----- Exercise data

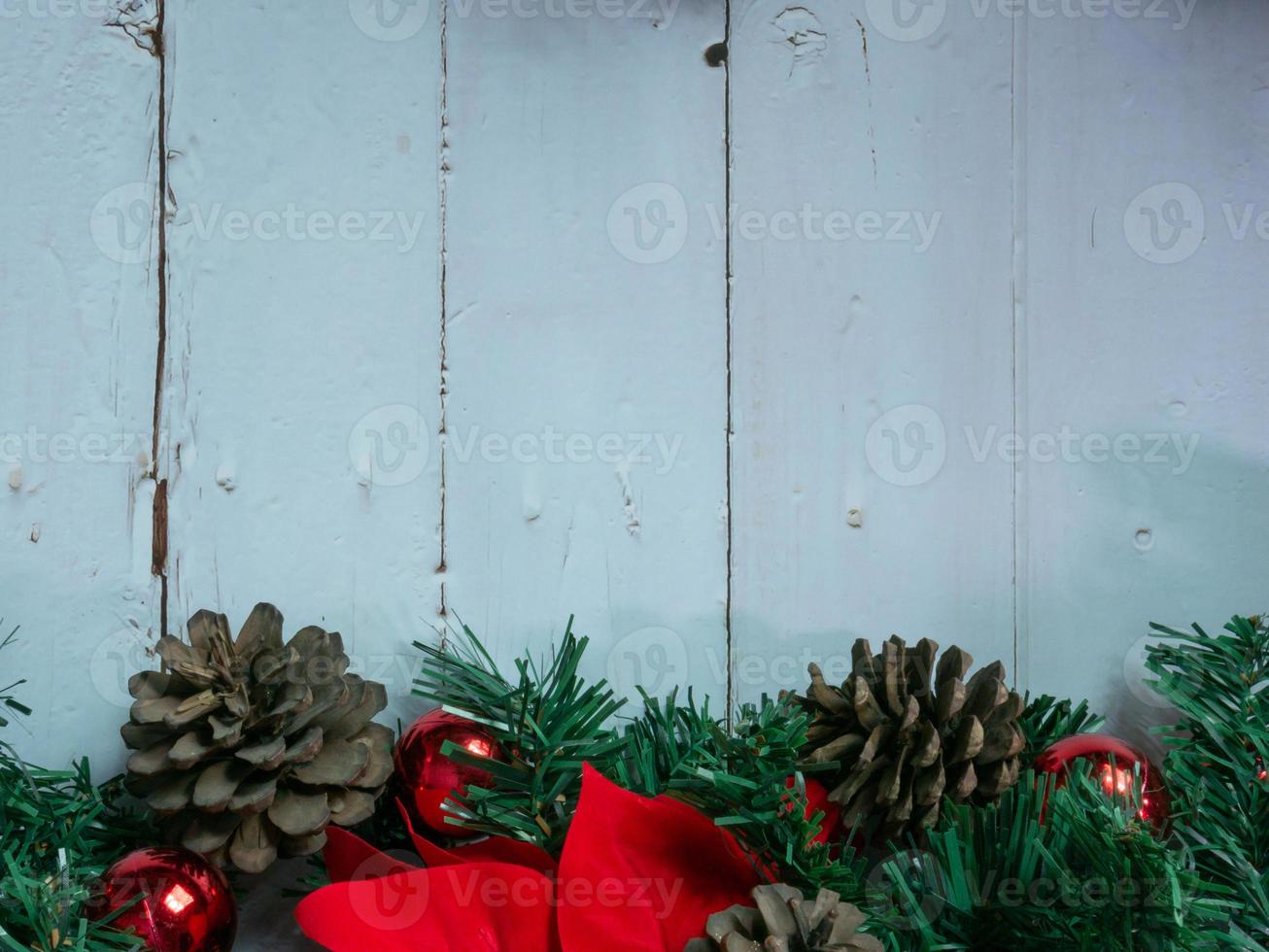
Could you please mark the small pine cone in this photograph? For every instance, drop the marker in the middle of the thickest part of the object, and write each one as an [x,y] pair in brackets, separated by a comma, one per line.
[907,732]
[250,748]
[784,922]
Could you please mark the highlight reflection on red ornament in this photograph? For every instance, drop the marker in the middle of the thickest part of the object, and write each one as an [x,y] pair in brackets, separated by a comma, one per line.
[428,777]
[1116,765]
[186,902]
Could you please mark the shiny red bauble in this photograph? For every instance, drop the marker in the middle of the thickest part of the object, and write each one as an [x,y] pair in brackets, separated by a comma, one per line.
[186,902]
[428,778]
[1115,765]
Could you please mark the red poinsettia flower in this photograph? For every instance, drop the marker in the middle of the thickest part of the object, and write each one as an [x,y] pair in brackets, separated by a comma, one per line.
[635,874]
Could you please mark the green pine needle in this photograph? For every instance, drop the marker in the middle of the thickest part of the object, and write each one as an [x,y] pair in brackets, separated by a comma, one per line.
[58,832]
[1218,756]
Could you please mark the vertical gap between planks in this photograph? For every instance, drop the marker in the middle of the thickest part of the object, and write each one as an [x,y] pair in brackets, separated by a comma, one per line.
[158,539]
[443,226]
[1018,106]
[727,344]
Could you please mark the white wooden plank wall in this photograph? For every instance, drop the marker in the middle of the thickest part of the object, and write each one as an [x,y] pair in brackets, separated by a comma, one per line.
[448,311]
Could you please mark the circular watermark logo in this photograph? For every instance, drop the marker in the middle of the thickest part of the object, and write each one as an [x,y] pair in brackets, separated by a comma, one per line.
[907,20]
[390,20]
[116,659]
[649,223]
[1165,223]
[908,446]
[652,658]
[393,891]
[389,447]
[123,222]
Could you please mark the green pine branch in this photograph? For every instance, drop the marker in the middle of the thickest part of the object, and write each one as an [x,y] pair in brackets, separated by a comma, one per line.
[1047,720]
[1047,868]
[58,832]
[1218,754]
[551,723]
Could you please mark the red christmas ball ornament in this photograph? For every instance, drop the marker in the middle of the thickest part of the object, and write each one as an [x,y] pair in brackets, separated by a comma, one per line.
[428,777]
[1116,765]
[186,902]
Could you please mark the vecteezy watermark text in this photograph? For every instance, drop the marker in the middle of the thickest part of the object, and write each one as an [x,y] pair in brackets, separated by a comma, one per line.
[650,223]
[390,446]
[394,20]
[913,20]
[123,221]
[36,446]
[908,447]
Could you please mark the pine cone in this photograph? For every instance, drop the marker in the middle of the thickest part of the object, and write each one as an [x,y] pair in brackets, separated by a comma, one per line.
[252,746]
[907,733]
[784,922]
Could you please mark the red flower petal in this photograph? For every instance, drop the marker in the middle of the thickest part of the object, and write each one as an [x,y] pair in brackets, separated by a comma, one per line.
[642,874]
[469,907]
[495,849]
[351,857]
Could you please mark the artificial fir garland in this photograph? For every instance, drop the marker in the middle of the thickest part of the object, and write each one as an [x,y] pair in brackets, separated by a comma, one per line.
[1044,866]
[1041,868]
[58,831]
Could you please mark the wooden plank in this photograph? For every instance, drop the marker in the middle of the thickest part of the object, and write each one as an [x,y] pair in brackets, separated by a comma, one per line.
[303,323]
[585,360]
[77,397]
[872,334]
[1149,344]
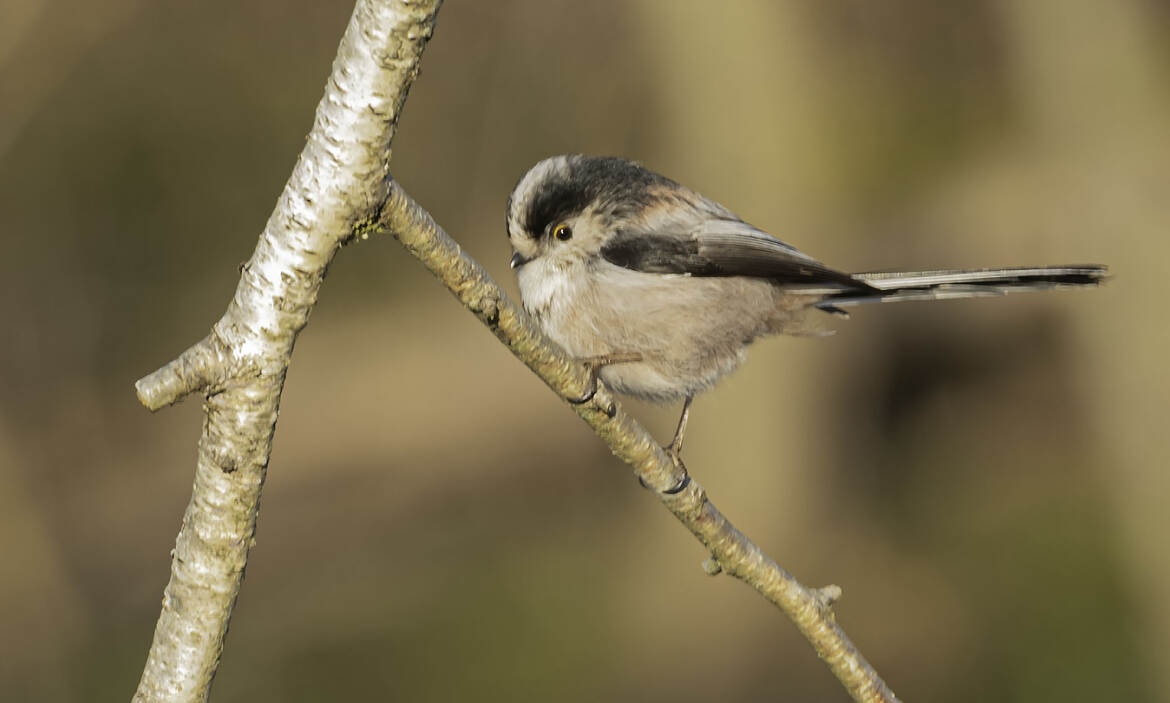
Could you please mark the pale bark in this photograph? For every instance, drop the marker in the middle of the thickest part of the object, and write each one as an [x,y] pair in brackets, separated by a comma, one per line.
[731,551]
[341,188]
[240,366]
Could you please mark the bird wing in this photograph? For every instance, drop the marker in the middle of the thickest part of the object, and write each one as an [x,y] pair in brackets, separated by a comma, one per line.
[722,247]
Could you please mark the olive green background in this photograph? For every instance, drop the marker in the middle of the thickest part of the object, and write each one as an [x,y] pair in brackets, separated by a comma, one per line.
[985,480]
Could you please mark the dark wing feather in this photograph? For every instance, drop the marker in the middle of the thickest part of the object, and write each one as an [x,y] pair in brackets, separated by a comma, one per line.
[723,247]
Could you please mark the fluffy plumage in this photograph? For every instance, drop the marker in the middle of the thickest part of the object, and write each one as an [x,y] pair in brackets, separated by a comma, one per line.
[612,259]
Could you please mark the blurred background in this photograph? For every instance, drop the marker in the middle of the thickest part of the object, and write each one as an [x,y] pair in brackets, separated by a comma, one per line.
[986,480]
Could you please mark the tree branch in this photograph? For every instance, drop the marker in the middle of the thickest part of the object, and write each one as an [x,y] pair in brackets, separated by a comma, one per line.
[731,550]
[341,177]
[338,188]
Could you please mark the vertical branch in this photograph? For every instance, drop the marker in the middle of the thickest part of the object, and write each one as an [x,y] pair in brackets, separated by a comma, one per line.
[240,366]
[731,551]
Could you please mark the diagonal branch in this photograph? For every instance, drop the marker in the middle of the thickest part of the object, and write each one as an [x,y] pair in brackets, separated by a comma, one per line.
[240,366]
[731,550]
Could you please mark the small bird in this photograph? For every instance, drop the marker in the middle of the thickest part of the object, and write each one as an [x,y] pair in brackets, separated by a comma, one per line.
[660,290]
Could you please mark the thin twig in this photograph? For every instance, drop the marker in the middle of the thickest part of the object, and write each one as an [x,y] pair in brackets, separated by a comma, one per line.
[731,550]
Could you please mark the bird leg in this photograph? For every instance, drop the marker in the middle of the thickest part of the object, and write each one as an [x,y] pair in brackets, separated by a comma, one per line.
[675,445]
[596,364]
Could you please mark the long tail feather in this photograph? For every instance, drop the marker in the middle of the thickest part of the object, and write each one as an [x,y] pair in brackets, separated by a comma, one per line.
[888,287]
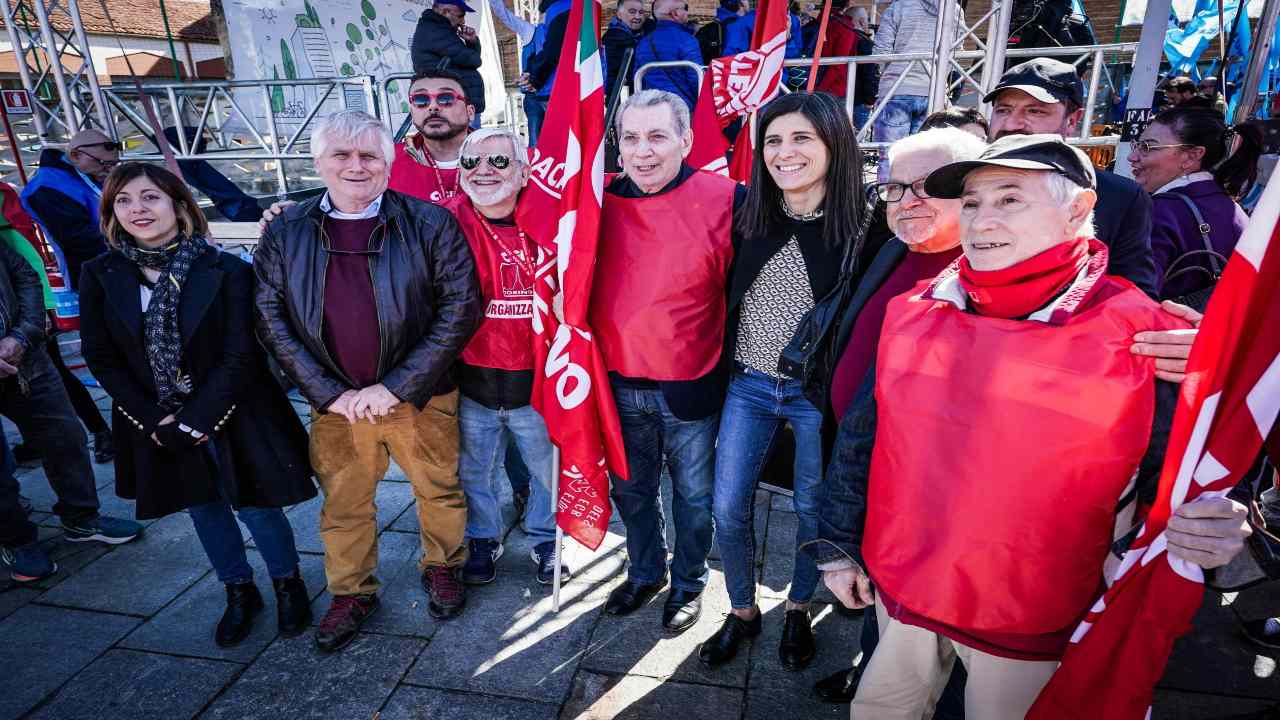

----------

◆ Task prompt
Return every line of the listing above verbatim, leaving out the pictures.

◆ Solution
Could you please mark the small pine cone in this photograph? For every instance, drop the marker in the middle of the thickest part of the object, and write each one as an [x,y] pair in brackets, separated by a comma, one per line.
[907,732]
[250,748]
[784,922]
Could you please mark the highlight reflection on red ornament in this photograph? For every instance, drop the marker in the middle of the thickest part of the object, and write each one as an [x,y] pair in brackets, separated by a comma, one per line.
[428,777]
[1116,765]
[186,902]
Could you please mark the shiny red bauble in this photograph? For every instance, drop the marker in the middle of the thickest part of the object, and write each one as an [x,y] pair in brackets, separated by a comma, one per line.
[186,902]
[428,778]
[1115,765]
Could you please mark the red poinsettia flower in this photograph? For every instance, drop the marker in the middle of the thickest part of the object, and write each one as an [x,y] pair in brackets, separated by a comma, one per line.
[635,874]
Could you please mark the green pine needle in this photograph? For every instance, drop the marker in the middle of the thickest part of the object, and write each one as an [x,y] pair in brackets, separated by a comma, one per line.
[58,832]
[1218,756]
Could you please mark the vertical gap between planks in this photograph? For every instance, drop the marker in the middle of the thickest part of the object, and write each one as an [x,y] pair in brackets, separated by a comma, one per line.
[158,539]
[443,226]
[1018,106]
[727,344]
Could you please mark the white wooden plank wall in this photograph? For every instance, drop the marker in the middle of the thickest part of the object, and write each one as an [x,y] pair in brackets, separated by a comma, one per line.
[448,311]
Could you please mark the circular watermark logo in this photograph? For every instance, drop the marker in the middle of the thickest part of the object, and write each one as an [x,y] pair in brackets, separated by a comma, one per line.
[907,20]
[390,20]
[116,659]
[649,223]
[1165,223]
[908,446]
[652,658]
[393,891]
[389,447]
[123,222]
Could you please mark the green pine branch in this photograph? For every instance, drop the marker in the middle of the thickest part of the object, and write each one as an [x,y] pair in brackets, separated by a comma, one per line.
[1047,720]
[1047,868]
[58,832]
[1218,754]
[551,723]
Could you please mark the red christmas ball ornament in this photograph? For every instance, drop the marker in the middle of the thickest part of the object, and write each one as an [x,y] pair in brackets, separated by a comma, one per line.
[428,777]
[1116,765]
[186,902]
Could you please mark the vecteezy watermark text in this photograph? For every instance, drop the marker in the middle of the thickest part of the object, and write each one as an [x,y] pair in brackets, separated by a comma, one per line.
[650,223]
[390,446]
[394,20]
[913,20]
[123,221]
[36,446]
[908,447]
Could you please mark the pine cone in this photograph? For every instance, drop the marker in the middle of the thickest part of the object, and write each one as an [x,y] pair in brackets, separated by a comma, one per line.
[252,746]
[907,733]
[784,922]
Could you please mark the red flower petal in this photograph? For every instance, drop the marker in the middle of the thickest part of the object, and write each one as an [x,y] pair in brackets, separated by a comma, one per line.
[642,874]
[469,907]
[495,849]
[351,857]
Could you please mark the artificial fir garland in this photograph? For every instance, drop the marker in the middle of the thickest part of the object, and write each one as an [x,y] pair in brackets, separated by a comma, one per line.
[1044,866]
[1041,868]
[58,831]
Could you please mark the wooden plank in this photograph? For every instance, drop the marker in the middle of the thickest part of the object, and write each one as an [x,y] pair in brackets, separated by a comma, one per line.
[303,323]
[585,360]
[77,397]
[872,334]
[1149,344]
Could you please mark the pale bark in this photograph? For every instance, drop the marker in the middle of the thickest part of the object, and write each one as an [x,y] pair in brackets, separated by a comma, one per line.
[731,551]
[341,188]
[240,366]
Could you please mark the bird wing in this photograph? For every instance, drop the marker in the middle of the thickest part of the object, and write each one as an [x,y] pair in brackets, separated by a comma, one per line.
[722,247]
Could you please mark the olive green background in this photograph? For every instance, drop the marker in the middle of the thickest part of the object, and write each one as an [x,y] pair in brackets, separated by a comma, one per line.
[985,480]
Could you please mark the dark wing feather in this photograph? For every instance, drop the marker in the middle of the thickest part of the object, and write each one as an [x,y] pair in brackets, separated by a comma, one per line.
[723,247]
Could you please mark the fluffy plumage in this photograph? For every instance, drop the marker in the middle of the thickest part of the object, and write each one as an [x,y] pair in brackets, separated by a comma, one per line.
[612,259]
Could you please mark the blurred background in this photograph? For every instance, drop the marker in the middle of the thickest part of the object, and write each one as an [x,y] pair in brackets, separated by a comma, one per line.
[986,480]
Could you please mark the tree branch in this photograph? For every instance, drop the marker in the middle of the thickest part of the object, and write each one as an [x,y] pair in brackets, separated by a comma, one per line.
[731,550]
[341,177]
[338,188]
Could you please mark the vertical branch in this photograph? For every instance, drop the marker in the middle of the thickest part of the object, and write each one as an [x,y] pair in brackets, separated by a comma, one per line.
[240,366]
[731,551]
Could you please mark the diagonal branch in this photograph? For every instance, drop the marker in the middle of the thickest part of the object, and write each one as an [x,y] pair in brackets, separated by a comma, one per line.
[240,366]
[731,550]
Could you please mark the small bird in this photograph? For every instance, drop the marker in the middle of the thickest part of the object, and write each one as an [x,y] pair in brackets, separated by a comma, one per line.
[660,290]
Could you please mark the thin twig in this photograph? For every instance, drop the marker in the middle of the thickest part of the object, and write each one as an [x,y] pair in brackets, separated by a comma, one per line.
[731,550]
Could you please mark the bird leg in this photograph? For every instance, drop the marker in the middle of the thickest part of the object, and write each one as an [x,y] pair in brackets, separated by a comma, one per line.
[675,445]
[596,364]
Could you please mark the long tail feather in this photograph? For every instance, drop the marker in the middle of the thickest part of the object, and write each one as an [x,y] pair in brackets, separated by a comma, one per line.
[888,287]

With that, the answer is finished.